Your answer should be every line of the records that contains the word "river", copied as it stands.

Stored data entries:
'''

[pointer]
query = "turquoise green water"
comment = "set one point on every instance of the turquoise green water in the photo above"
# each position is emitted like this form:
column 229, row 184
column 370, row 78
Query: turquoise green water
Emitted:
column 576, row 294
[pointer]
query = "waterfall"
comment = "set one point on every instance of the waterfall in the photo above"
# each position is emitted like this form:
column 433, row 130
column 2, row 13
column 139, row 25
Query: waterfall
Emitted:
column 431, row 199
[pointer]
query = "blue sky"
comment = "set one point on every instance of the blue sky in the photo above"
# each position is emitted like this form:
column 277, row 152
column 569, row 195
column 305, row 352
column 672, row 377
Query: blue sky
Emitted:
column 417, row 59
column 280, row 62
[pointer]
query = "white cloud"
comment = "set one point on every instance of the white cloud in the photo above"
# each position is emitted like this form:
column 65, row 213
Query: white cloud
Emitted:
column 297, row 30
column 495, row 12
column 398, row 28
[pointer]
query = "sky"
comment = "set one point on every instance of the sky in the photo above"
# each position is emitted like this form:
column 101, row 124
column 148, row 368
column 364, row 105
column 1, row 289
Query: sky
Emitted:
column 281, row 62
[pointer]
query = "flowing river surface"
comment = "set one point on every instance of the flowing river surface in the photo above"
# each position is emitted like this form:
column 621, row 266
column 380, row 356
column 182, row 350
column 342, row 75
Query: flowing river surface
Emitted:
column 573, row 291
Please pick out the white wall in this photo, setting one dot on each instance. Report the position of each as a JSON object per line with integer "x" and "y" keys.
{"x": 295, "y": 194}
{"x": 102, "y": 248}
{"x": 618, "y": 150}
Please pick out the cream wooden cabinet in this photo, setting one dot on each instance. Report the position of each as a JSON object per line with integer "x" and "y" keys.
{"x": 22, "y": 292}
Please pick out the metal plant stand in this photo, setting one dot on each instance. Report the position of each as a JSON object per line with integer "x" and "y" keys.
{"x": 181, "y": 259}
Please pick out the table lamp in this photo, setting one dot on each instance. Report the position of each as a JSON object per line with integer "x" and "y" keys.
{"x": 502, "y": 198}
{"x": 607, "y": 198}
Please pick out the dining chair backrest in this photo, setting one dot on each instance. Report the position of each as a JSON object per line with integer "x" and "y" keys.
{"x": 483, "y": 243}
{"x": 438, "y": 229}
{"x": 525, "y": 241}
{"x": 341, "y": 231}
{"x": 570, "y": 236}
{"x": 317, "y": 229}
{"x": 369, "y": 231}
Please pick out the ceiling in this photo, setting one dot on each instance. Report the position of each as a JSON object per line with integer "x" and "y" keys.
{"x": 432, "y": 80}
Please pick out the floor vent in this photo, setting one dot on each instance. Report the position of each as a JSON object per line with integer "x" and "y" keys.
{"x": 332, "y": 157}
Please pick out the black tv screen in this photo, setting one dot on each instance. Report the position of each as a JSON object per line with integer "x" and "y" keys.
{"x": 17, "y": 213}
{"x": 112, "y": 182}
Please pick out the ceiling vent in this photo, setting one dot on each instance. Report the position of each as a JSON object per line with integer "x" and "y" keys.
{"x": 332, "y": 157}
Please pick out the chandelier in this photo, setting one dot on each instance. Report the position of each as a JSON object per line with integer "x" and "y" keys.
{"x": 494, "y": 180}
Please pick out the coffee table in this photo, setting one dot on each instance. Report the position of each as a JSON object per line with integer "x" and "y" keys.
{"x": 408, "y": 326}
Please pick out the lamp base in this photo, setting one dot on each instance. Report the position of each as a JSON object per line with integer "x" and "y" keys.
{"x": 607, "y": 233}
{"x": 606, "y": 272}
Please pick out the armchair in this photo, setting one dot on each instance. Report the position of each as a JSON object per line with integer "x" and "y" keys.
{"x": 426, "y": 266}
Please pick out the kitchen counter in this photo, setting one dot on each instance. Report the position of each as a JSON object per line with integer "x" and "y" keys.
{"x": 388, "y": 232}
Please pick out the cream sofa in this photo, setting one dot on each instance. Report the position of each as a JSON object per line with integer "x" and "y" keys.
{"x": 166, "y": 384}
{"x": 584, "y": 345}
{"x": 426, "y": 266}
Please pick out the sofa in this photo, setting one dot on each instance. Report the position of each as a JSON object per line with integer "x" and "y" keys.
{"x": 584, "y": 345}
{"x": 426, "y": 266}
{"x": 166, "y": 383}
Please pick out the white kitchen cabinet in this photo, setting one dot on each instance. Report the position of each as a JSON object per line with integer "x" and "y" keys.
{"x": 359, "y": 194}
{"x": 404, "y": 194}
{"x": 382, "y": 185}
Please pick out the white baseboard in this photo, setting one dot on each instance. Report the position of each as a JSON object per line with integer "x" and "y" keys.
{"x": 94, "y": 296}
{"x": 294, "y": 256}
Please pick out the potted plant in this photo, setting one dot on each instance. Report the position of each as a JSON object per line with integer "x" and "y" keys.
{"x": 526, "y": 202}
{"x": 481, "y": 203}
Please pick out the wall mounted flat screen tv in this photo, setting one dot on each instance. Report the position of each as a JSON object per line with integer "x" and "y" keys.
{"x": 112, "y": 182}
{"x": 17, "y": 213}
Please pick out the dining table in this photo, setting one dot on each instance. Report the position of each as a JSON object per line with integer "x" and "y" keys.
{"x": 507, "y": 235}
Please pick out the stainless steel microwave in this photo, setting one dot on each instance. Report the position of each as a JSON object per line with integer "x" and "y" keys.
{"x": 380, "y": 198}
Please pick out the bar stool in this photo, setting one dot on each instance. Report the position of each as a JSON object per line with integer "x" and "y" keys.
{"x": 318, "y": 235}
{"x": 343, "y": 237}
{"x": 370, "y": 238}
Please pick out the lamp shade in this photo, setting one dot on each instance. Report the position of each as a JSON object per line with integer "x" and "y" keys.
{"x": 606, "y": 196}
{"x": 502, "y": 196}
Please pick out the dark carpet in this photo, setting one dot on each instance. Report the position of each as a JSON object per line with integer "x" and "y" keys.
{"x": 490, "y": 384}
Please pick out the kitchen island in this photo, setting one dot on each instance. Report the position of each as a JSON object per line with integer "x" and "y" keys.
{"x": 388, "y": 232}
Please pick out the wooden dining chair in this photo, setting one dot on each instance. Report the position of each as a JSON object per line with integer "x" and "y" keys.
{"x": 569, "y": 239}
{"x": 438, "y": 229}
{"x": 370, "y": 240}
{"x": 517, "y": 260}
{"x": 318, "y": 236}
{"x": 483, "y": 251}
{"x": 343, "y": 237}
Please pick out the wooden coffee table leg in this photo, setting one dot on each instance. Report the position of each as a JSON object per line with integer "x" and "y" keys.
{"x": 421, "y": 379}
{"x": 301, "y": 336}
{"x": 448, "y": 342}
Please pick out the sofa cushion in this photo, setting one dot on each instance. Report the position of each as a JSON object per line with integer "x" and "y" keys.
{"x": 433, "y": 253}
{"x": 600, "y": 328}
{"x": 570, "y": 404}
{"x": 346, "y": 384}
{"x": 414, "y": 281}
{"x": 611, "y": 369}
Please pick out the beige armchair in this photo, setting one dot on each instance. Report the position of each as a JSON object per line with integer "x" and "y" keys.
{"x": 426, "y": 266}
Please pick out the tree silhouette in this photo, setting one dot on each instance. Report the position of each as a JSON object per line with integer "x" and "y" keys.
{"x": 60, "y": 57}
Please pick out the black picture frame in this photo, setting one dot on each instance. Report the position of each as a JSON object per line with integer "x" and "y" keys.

'''
'''

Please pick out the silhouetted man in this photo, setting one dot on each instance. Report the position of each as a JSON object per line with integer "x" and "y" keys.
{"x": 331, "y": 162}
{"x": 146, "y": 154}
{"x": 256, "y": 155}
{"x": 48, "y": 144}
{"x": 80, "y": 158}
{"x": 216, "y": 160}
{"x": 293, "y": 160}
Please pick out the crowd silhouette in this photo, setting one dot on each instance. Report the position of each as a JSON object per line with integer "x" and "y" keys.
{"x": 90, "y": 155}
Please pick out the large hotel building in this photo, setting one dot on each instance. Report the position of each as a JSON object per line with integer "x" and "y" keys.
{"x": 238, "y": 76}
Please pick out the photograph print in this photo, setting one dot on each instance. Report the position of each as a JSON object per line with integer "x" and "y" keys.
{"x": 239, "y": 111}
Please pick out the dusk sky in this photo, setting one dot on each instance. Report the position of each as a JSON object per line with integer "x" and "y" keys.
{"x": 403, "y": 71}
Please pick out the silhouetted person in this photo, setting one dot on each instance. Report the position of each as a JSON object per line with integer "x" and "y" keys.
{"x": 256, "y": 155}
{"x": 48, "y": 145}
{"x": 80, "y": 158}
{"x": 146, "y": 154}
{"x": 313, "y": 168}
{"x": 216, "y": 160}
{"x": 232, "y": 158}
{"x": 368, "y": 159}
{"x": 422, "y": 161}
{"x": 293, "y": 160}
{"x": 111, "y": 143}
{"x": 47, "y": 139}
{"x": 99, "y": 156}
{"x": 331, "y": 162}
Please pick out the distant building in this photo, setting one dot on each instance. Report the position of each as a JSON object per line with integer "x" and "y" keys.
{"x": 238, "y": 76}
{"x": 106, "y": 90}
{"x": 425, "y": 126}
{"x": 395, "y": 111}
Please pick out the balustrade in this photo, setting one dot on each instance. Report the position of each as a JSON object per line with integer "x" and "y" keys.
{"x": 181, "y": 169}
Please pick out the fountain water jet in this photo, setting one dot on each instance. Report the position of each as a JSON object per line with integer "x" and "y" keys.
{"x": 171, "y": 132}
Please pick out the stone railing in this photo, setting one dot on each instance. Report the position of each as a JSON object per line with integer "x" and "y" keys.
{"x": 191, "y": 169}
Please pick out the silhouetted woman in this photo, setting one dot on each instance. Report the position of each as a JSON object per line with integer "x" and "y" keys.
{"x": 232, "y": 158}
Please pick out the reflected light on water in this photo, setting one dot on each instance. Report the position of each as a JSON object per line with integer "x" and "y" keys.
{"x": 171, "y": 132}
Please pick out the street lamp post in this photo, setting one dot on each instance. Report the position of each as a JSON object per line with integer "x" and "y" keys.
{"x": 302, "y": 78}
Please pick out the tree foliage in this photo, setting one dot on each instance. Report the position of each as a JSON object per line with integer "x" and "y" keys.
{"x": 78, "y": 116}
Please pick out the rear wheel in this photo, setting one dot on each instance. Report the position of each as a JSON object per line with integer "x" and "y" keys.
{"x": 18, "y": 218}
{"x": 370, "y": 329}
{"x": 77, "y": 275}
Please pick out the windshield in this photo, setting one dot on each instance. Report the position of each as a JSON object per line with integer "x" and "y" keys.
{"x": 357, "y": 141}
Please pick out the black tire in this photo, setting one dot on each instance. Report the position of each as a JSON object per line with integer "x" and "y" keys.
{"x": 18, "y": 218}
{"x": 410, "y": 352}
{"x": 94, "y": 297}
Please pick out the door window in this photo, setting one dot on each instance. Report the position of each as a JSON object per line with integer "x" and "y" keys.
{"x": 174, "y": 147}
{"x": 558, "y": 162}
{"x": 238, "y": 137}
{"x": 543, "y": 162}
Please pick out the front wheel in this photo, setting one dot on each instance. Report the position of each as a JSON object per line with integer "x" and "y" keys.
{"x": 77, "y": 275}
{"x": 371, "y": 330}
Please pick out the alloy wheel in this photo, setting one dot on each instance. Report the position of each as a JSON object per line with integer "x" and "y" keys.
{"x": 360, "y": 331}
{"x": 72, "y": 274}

'''
'''

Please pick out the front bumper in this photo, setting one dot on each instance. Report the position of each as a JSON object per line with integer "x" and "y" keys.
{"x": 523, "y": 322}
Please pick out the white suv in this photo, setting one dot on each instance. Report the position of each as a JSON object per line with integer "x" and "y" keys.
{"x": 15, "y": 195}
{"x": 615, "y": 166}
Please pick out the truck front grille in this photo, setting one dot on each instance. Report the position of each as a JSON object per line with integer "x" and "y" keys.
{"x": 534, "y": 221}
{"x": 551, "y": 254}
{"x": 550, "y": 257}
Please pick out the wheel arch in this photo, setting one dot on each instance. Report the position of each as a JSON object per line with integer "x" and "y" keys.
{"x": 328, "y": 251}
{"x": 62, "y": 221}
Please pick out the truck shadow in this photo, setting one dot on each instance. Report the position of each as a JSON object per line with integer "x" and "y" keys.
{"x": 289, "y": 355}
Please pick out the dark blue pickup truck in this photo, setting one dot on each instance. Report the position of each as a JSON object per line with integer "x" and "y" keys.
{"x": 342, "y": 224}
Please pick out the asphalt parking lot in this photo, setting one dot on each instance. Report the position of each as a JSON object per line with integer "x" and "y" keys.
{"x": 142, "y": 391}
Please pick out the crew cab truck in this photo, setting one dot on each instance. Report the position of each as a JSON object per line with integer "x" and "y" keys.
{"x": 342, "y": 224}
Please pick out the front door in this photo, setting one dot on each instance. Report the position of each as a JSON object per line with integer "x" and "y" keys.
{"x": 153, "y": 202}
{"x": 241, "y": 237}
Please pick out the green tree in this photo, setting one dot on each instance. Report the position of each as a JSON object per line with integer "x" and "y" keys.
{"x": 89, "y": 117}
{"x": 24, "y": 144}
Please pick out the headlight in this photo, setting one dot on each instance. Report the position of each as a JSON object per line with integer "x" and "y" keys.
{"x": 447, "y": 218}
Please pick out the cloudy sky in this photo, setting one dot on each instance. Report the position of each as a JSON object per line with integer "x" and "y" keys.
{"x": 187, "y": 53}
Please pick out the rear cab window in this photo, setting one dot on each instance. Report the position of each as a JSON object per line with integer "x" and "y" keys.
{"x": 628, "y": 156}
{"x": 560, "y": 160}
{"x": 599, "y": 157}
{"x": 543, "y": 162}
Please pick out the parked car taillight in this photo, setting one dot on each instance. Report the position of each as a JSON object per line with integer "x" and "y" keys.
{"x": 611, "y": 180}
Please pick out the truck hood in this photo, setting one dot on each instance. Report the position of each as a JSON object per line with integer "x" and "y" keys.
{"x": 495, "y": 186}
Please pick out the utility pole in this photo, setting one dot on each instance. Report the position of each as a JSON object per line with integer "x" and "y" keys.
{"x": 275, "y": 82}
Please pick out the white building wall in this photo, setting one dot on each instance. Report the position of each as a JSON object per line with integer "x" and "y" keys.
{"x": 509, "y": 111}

'''

FINISHED EXERCISE:
query = "flowing river surface"
comment = "set one point on every instance of the flowing river surface in the photo above"
Query: flowing river surface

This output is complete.